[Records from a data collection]
________________________________________

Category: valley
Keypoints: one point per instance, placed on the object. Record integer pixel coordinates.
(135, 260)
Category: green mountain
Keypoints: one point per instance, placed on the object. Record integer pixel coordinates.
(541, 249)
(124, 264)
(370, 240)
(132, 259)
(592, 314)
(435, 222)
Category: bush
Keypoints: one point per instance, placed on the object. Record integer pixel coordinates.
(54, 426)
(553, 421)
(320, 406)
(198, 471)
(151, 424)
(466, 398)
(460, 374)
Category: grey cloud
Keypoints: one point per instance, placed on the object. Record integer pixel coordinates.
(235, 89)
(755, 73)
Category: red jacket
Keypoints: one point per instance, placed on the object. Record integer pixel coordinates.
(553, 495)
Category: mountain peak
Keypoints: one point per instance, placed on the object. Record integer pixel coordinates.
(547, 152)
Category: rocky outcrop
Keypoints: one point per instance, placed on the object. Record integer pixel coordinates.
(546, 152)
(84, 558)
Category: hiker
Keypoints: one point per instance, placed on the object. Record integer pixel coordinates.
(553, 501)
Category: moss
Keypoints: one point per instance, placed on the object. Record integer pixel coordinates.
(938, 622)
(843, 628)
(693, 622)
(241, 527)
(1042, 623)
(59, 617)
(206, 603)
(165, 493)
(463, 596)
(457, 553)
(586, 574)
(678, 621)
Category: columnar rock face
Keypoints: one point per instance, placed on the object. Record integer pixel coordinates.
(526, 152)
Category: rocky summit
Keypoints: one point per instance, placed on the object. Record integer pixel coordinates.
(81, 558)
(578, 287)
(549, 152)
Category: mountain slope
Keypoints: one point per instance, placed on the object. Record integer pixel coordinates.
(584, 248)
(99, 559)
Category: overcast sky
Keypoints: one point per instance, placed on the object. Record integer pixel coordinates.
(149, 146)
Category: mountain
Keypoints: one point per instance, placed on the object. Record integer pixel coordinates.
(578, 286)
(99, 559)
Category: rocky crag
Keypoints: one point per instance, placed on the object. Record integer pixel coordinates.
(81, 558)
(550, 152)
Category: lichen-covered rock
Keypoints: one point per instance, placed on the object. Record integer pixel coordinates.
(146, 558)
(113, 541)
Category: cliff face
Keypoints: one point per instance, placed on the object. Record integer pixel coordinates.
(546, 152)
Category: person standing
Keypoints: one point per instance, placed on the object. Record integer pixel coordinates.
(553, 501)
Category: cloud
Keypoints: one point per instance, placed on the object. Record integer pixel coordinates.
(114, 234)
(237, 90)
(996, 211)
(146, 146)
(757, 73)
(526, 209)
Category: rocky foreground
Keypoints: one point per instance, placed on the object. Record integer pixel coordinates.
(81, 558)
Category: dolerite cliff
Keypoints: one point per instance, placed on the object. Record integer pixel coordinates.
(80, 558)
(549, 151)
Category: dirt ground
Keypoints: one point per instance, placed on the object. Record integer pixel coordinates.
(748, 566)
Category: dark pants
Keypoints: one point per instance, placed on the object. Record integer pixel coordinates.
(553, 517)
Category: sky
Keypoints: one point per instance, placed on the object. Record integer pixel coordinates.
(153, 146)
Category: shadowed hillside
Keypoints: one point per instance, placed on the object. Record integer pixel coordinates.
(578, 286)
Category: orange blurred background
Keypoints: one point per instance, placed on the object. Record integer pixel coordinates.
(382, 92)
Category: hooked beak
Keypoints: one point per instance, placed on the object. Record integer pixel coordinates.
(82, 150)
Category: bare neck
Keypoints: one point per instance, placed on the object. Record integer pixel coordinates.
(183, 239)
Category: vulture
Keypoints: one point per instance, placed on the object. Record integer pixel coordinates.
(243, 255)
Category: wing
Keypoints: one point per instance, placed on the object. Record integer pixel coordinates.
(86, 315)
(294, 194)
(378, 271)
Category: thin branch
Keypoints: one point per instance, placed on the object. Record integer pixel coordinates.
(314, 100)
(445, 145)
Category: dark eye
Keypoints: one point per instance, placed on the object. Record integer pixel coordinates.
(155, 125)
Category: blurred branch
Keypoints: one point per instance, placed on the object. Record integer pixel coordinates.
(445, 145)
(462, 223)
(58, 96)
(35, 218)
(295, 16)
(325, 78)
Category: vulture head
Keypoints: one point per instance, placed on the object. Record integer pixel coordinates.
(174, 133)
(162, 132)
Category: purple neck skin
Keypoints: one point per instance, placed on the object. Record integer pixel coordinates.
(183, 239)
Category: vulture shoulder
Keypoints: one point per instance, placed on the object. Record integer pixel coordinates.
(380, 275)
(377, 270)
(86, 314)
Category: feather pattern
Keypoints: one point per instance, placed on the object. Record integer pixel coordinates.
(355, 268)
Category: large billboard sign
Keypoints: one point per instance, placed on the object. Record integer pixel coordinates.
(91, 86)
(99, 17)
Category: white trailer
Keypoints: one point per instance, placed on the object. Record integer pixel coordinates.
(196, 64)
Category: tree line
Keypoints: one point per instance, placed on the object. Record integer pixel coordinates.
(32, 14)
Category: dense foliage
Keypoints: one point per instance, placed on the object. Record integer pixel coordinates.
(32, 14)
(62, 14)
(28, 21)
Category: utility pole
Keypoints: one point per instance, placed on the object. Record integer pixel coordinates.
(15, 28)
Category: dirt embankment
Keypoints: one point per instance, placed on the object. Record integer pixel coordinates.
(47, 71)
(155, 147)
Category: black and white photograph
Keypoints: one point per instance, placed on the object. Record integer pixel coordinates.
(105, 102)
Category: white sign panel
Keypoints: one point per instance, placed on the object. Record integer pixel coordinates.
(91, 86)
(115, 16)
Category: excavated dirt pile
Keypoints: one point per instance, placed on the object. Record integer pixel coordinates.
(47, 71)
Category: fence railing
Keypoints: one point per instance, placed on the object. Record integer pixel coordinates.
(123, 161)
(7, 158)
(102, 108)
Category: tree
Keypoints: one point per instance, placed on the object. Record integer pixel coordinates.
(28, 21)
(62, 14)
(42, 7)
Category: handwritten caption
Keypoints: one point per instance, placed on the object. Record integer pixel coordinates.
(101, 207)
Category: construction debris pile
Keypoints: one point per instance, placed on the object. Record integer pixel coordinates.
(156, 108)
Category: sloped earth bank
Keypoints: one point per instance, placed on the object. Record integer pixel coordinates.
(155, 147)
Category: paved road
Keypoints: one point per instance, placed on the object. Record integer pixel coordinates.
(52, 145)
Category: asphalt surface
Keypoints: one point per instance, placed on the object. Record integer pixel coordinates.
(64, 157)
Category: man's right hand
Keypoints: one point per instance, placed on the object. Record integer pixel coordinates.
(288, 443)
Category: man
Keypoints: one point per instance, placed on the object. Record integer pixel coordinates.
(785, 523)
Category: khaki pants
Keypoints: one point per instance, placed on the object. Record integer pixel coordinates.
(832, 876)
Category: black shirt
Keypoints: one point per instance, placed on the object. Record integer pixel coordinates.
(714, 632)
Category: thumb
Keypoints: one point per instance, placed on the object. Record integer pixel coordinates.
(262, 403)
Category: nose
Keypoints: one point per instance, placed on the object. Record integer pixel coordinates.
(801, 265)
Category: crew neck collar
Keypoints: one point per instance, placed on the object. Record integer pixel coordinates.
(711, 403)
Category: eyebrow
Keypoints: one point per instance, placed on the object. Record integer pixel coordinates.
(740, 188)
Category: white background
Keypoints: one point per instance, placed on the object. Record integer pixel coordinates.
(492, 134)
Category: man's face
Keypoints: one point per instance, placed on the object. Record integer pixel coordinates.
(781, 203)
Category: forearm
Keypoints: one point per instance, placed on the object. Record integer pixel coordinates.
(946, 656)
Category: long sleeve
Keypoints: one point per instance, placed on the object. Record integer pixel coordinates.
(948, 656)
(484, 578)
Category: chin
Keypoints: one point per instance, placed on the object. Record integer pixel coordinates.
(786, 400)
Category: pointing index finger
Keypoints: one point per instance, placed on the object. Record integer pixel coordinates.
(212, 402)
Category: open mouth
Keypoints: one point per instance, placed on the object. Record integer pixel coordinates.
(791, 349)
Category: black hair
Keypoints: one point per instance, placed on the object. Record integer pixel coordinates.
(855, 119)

________________________________________

* INSTRUCTIONS TO FOLLOW *
Retype, exactly as written, each line from the one that has "Category: open mouth" to the bottom of the entries above, and include both of those lines.

* RESULT OF THE EXERCISE *
Category: open mouth
Keypoints: one point per instance, placed on the object. Record integer pixel coordinates.
(791, 349)
Category: black hair
Keypoints: one point per instance, placed on the object. Record integer pixel coordinates.
(855, 119)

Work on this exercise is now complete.